Make the prompt say the references are the same subject and the output must use that identity. Avoid long generic facial-feature descriptions that can cause the model to synthesize a new similar-looking person.
Do not use newly generated outputs as references unless the user explicitly asks; generated refs compound drift.
If results become too polished or influencer-like, reduce stylized refs and add explicit anti-beautification constraints (no face slimming, eye enlargement, heavy makeup, commercial travel shoot, over-smoothing).
If the subject should look younger/older, preserve the face and express age through clothing, posture, scene, and styling; do not ask the model to change facial identity.

▶ AVAILABLE DATA
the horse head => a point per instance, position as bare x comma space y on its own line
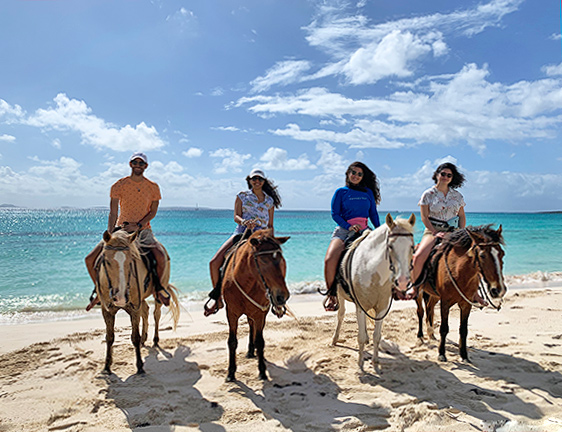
271, 267
400, 249
116, 263
487, 253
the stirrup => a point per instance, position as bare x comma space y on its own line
330, 307
212, 309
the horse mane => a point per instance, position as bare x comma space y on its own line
120, 238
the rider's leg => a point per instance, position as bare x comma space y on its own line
420, 257
331, 261
90, 261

▶ INSTRUCTIONS
(a) In the reference-image guidance above, what is the stated risk of using newly generated outputs as references?
(b) Copy the reference-image guidance word for word from "If the subject" to "change facial identity.".

▶ ANSWERS TO THE EXERCISES
(a) Generated references compound drift.

(b)
If the subject should look younger/older, preserve the face and express age through clothing, posture, scene, and styling; do not ask the model to change facial identity.